Data records
Start of Block
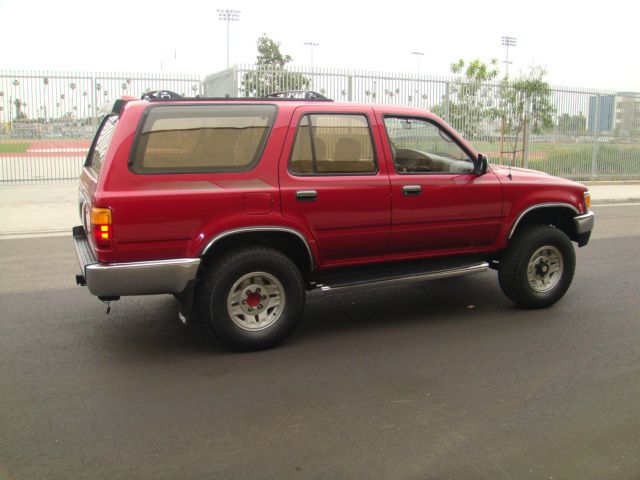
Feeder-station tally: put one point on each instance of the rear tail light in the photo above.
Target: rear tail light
(102, 227)
(587, 200)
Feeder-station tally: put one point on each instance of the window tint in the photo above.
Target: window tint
(97, 155)
(202, 138)
(332, 144)
(419, 146)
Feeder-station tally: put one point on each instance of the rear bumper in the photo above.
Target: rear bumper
(584, 226)
(133, 278)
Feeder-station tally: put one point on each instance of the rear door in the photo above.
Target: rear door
(332, 180)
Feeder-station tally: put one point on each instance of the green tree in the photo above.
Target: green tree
(271, 75)
(525, 103)
(572, 124)
(19, 104)
(471, 97)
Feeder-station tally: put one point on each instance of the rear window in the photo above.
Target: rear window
(98, 152)
(202, 138)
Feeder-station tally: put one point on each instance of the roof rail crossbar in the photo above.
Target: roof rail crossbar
(301, 94)
(161, 95)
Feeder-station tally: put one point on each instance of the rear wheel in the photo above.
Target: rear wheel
(251, 299)
(538, 266)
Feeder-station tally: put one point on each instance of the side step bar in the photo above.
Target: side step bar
(337, 282)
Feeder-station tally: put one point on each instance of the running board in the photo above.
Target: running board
(363, 278)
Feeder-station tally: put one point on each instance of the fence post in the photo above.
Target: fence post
(526, 139)
(447, 91)
(93, 102)
(595, 134)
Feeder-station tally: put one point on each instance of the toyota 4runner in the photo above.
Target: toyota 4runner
(239, 206)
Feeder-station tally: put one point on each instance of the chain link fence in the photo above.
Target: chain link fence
(47, 119)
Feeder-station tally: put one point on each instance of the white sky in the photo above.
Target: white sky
(582, 44)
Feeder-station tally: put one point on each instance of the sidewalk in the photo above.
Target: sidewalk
(52, 209)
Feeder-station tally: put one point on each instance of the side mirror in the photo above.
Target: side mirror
(481, 164)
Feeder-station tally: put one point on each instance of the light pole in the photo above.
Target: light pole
(419, 55)
(227, 15)
(311, 45)
(508, 42)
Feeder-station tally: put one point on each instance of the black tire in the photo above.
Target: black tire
(527, 270)
(272, 290)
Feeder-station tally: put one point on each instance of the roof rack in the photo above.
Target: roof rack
(299, 94)
(161, 95)
(291, 95)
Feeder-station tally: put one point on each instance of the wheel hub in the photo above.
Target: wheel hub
(255, 301)
(545, 269)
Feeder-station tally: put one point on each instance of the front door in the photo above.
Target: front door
(332, 180)
(439, 203)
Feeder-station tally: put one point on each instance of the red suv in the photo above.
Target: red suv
(239, 206)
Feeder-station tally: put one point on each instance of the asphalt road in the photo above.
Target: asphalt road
(428, 380)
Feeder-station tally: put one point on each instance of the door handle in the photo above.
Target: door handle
(409, 190)
(306, 195)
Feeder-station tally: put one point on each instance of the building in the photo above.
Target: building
(618, 114)
(605, 115)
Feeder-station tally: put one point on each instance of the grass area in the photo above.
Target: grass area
(575, 160)
(13, 147)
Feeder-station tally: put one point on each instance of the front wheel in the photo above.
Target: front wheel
(538, 266)
(251, 299)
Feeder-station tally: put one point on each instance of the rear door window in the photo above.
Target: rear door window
(202, 138)
(333, 144)
(98, 151)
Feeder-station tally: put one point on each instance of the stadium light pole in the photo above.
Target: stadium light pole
(508, 42)
(311, 46)
(419, 55)
(226, 15)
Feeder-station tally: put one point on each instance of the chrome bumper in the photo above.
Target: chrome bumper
(134, 278)
(584, 223)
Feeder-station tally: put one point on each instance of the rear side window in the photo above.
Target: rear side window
(202, 138)
(332, 144)
(96, 157)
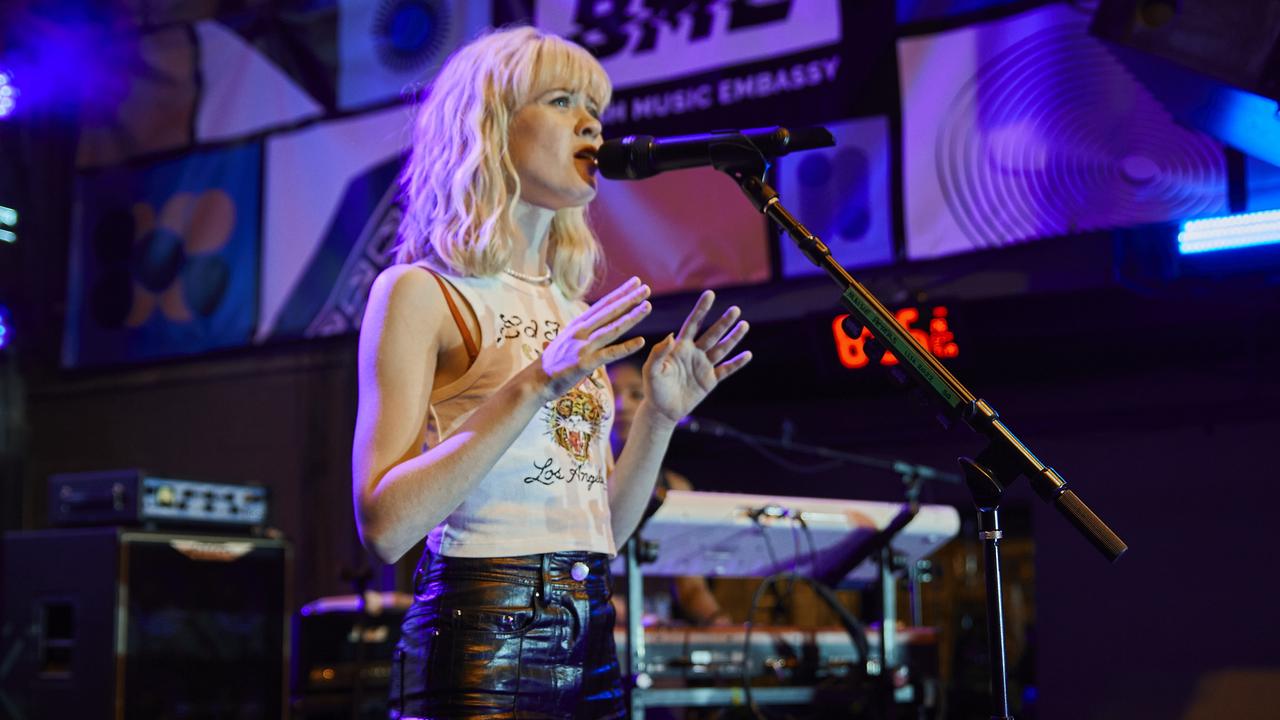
End of Block
» DIRECTIONS FOR THIS TASK: Set down each of the records precisely, leaving any pictures behind.

» FINISHED EXERCISE:
Feeder-station tally: put one point on each instance of the rear tail light in the photo above.
Target: rear tail light
(102, 227)
(587, 200)
Feeder-station tally: put one point on each instance of the window tint in the photo above.
Target: window tint
(97, 155)
(202, 138)
(332, 144)
(419, 146)
Feeder-station tally: put one point on each instance of the rear bumper in the photo above.
Target: rear bumper
(584, 226)
(133, 278)
Feeder-station tally: put one point on each instance of the rear door in the photo above.
Target: rear door
(332, 180)
Feeder-station tally: put one point on each instance of the green tree in the photo above.
Target: green tree
(271, 75)
(525, 103)
(572, 124)
(19, 104)
(471, 97)
Feeder-station tally: put one point on each instance of the rear window in the photo above.
Target: rear window
(98, 152)
(202, 138)
Feeder-station tally: put one point on each instance of the roof rail crossbar in the photo above.
Target: roof rail crossbar
(301, 94)
(161, 95)
Feeder-station tally: put one point on each instance of the rear wheel in the photo above.
Target: rear wheel
(251, 299)
(538, 266)
Feeder-station tally: put one point on each instance of the side step bar in the photo above.
Target: side step bar
(337, 282)
Feeder-station tally: put one point on each instance of the running board in the photo above.
Target: running board
(363, 278)
Feeder-station tally: put one point on each instance of the fence post in the photo above.
Target: fence post
(526, 139)
(447, 91)
(93, 102)
(595, 134)
Feeder-station tally: put one point on each instance of the toyota 4runner in the photo above.
Target: toyota 4runner
(239, 206)
Feeder-station tally: put one point on each instance of the chain link fence in the photo above.
Target: chain link fence
(47, 119)
Feeder-station tally: put one point on each instance of the white sky in the photo above.
Target: white sky
(582, 44)
Feeder-station tally: put one point on each instance of the sidewalk in the photo above.
Target: sidewalk
(52, 209)
Feeder-station tally: put one point on each instance of the side mirror in the photo above.
Target: side mirror
(481, 164)
Feeder-station tally: put one point on each instance of the light pole in the photo above.
Target: light pole
(419, 55)
(227, 15)
(311, 45)
(508, 42)
Feeder-station tally: put one point on each instance of the black tire in the photo above.
Target: black tire
(527, 270)
(272, 290)
Feeder-station tally: put one point on each instance of the roof rack in the photo above.
Target: roof rack
(299, 94)
(161, 95)
(291, 95)
Feeder-station tally: put one point on each instance of the wheel hub in the photo above.
Target: wheel hub
(255, 301)
(545, 269)
Feeder-station tally: put one point on each instance of the front door in the photo above.
Target: front door
(332, 180)
(439, 203)
Feeder-station tally: put one point on each instance of the red suv in the photo above.
Target: red suv
(239, 206)
Feeder-station tally: put one point on each instance of the asphalt road in the photo above.
Target: asphalt road
(428, 380)
Feeder-station tally: put one point on each instance of the door handle in the photo above.
Target: door handle
(409, 190)
(306, 195)
Feeder-station tally: put one point on each instance of the building in the photo above.
Target: building
(618, 114)
(605, 115)
Feeder-station tally: put one point on each instance of the grass area in the photo above.
Target: grass area
(575, 160)
(13, 147)
Feeder-station tally: put one point on each instance of the front wheel in the photo above.
Target: front wheel
(538, 266)
(251, 299)
Feeder-station tally: put one point on each instance of the rear door window in the photo above.
Target: rear door window
(202, 138)
(333, 144)
(98, 151)
Feeder-station tally: put one point on each instance of the stadium light pole in the photo above.
Target: stadium light pole
(508, 42)
(311, 46)
(419, 55)
(226, 15)
Feeder-station tally: put one point on each instance of the chrome bumper in the photo above.
Target: chrome bumper
(134, 278)
(584, 223)
Feeder-station tally: put one point on each instance of the rear side window in the photo above.
Target: rear side window
(202, 138)
(332, 144)
(96, 157)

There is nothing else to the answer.